*YOUR GOAL*
Pull out every line of the listing that contains the word "sole".

*MATERIAL FOR THIS EXERCISE*
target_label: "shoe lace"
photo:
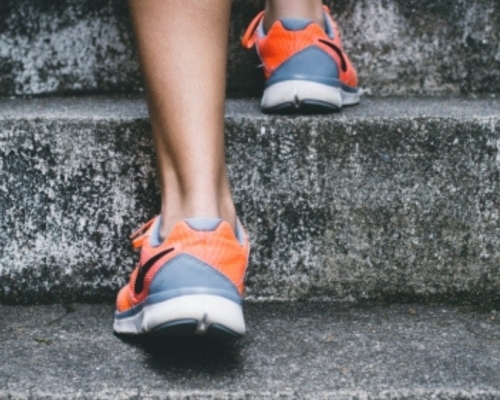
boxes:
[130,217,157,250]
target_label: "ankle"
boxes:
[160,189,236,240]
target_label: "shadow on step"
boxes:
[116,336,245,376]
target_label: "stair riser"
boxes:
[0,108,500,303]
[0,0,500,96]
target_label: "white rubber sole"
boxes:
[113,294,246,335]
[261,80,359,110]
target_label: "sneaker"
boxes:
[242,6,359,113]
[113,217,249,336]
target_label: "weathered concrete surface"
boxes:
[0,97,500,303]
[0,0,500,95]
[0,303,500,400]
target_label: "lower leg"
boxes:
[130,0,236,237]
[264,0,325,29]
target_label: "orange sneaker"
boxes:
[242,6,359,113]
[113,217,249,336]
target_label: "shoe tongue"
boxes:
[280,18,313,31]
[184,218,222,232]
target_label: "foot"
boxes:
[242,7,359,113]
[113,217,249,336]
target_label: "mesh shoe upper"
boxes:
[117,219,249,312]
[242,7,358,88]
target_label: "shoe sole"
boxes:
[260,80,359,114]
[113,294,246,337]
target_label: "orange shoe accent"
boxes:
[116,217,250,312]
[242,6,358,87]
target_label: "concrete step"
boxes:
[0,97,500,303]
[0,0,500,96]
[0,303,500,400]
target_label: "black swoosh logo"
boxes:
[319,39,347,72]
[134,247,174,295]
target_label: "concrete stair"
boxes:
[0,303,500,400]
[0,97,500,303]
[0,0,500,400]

*OUTPUT*
target_label: "white rubber sole"
target_label: "shoe sole"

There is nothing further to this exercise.